-- Start EXTRACT PROVIDED --

J M v Republic [2016] KEHC 3870 (KLR) | Sexual Offences | Esheria

J M v Republic [2016] KEHC 3870 (KLR)

Full Case Text

REPUBLIC OF KENYA

IN THE HIGH COURT OF KENYA AT VOI

CRIMINAL APPEAL NO 34 OF 2014

J M…..……………………....…………..………APPELLANT

VERSUS

REPUBLIC……………………………………RESPONDENT

(From original conviction and sentence in Criminal Case Number 699 of 2010 in the Senior Resident Magistrate’s Court at Wundanyi delivered by Hon K. I. Orenge (SRM) on 24th January 2012)

JUDGMENT

INTRODUCTION

1. The Appellant herein, J M, was tried and convicted by Hon K. I. Orenge Senior Resident Magistrate for the offence of incest by male contrary to Section 20 (1) of the Sexual Offences Act No 3 of 2006. He was sentenced to serve twenty (20) years’ imprisonment.

2. The particulars of the charge were as follows :-

“On the 10th day of August 2007 in Taita Taveta County intentionally and unlawfully caused his penis to penetrate the vagina of R M a girl aged 14 years who was to his knowledge his niece.”

3. The Alternative Charge was for the offence of committing an indecent act with a child contrary to Section 11(1) of the Sexual Offences Act No 3 of 2006. The particulars were as follows:-

“On the 10th day of August 2007 in Taita Taveta County, intentionally and unlawfully touched the vagina of R M a child aged 9 years with his penis(sic).”

4. Being dissatisfied with the said judgment, on 11th September 2012, the Appellant lodge a Petition of Appeal. The Grounds of Appeal were as follows:-

1. THAT the present case was returned to trial after a successful appeal was lodged at the High Court of Kenya at Mombasa.

2. THAT his constitutional rights were breached as he was unlawfully detained in police custody thus contravening section 72(3)(b) of the Penal Code.

3. THAT the Learned Trial Magistrate erred in both facts and law by failing to consider that the prosecution evidence was riddled with discrepancies, contradictions and inconsistencies,(sic)the prosecution evidence was a fiction imagined to settle a grudge due to a land dispute.

4. THAT the Learned Trial Magistrate erred in both law and facts by failing to evaluate and analyze the evidence that was adduced before him and convincing(sic)him upon hearsay evidence.

5. THAT his evidence was true and decisive in all circumstances and the course of its rejection thus contravening section 169 of the c.p.c(sic).

6. THAT p.w. 1(sic), the mother of the said victim was his younger sister, pw(sic) 2 and being married with four (4) sons, sexual contact with his niece was obscene and also a taboo in his society so he could not undertake(sic). The conviction therefore not only wrong notwithstanding the prosecution and defence(sic).

5. On 15th March 2016, this court directed him to file his Written Submissions. He filed Mitigation Grounds of Appeal and Written Submissions on 31st March 2016. The said Mitigation Grounds of Appeal could be summarised as follows:-

1. THAT the case commenced in 2007 whereupon he was re-tried in 2010.

2. THAT the charges were re-read to him after 3 years after a Re-Trial without his knowledge as he was illiterate.

-- End EXTRACT PROVIDED --
-- Start ENTRIES PROVIDED --

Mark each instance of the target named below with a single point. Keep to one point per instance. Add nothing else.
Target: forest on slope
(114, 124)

-- End ENTRIES PROVIDED --
-- Start ENTRIES PROVIDED --

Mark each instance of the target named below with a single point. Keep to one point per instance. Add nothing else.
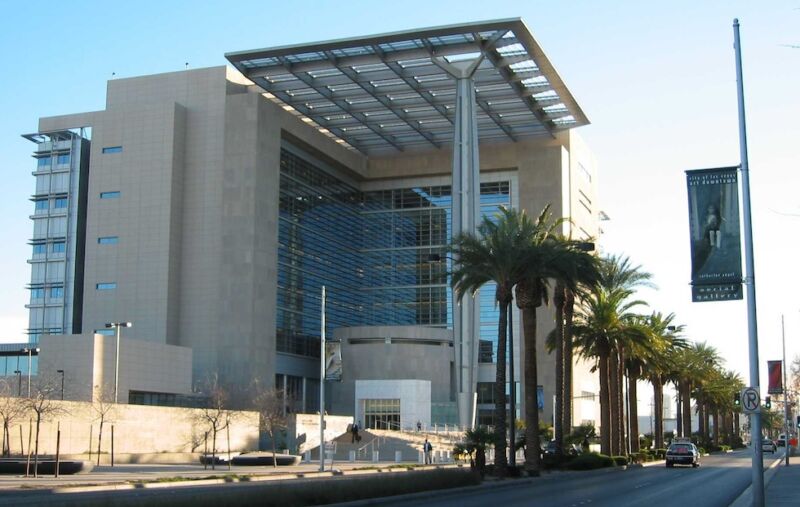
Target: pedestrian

-- End ENTRIES PROVIDED --

▶ TASKS AND EXERCISES:
1: Reproduce the judgment word for word, starting at the words "4. THAT the" and ending after the words "prosecution and defence(sic).".
2: Decide whether each statement agrees with the judgment, answering yes or no and quoting the words from it that settle the matter: (a) the Appellant was sentenced to twenty years' imprisonment; (b) the Petition of Appeal was lodged on 15th March 2016; (c) the original case was heard in the Senior Resident Magistrate's Court at Wundanyi.
The items have no part in this work.

▶ THE ANSWERS:
1:
4. THAT the Learned Trial Magistrate erred in both law and facts by failing to evaluate and analyze the evidence that was adduced before him and convincing(sic)him upon hearsay evidence.

5. THAT his evidence was true and decisive in all circumstances and the course of its rejection thus contravening section 169 of the c.p.c(sic).

6. THAT p.w. 1(sic), the mother of the said victim was his younger sister, pw(sic) 2 and being married with four (4) sons, sexual contact with his niece was obscene and also a taboo in his society so he could not undertake(sic). The conviction therefore not only wrong notwithstanding the prosecution and defence(sic).

2:
(a) Yes: "He was sentenced to serve twenty (20) years’ imprisonment."
(b) No: "on 11th September 2012, the Appellant lodge a Petition of Appeal"
(c) Yes: "in the Senior Resident Magistrate’s Court at Wundanyi"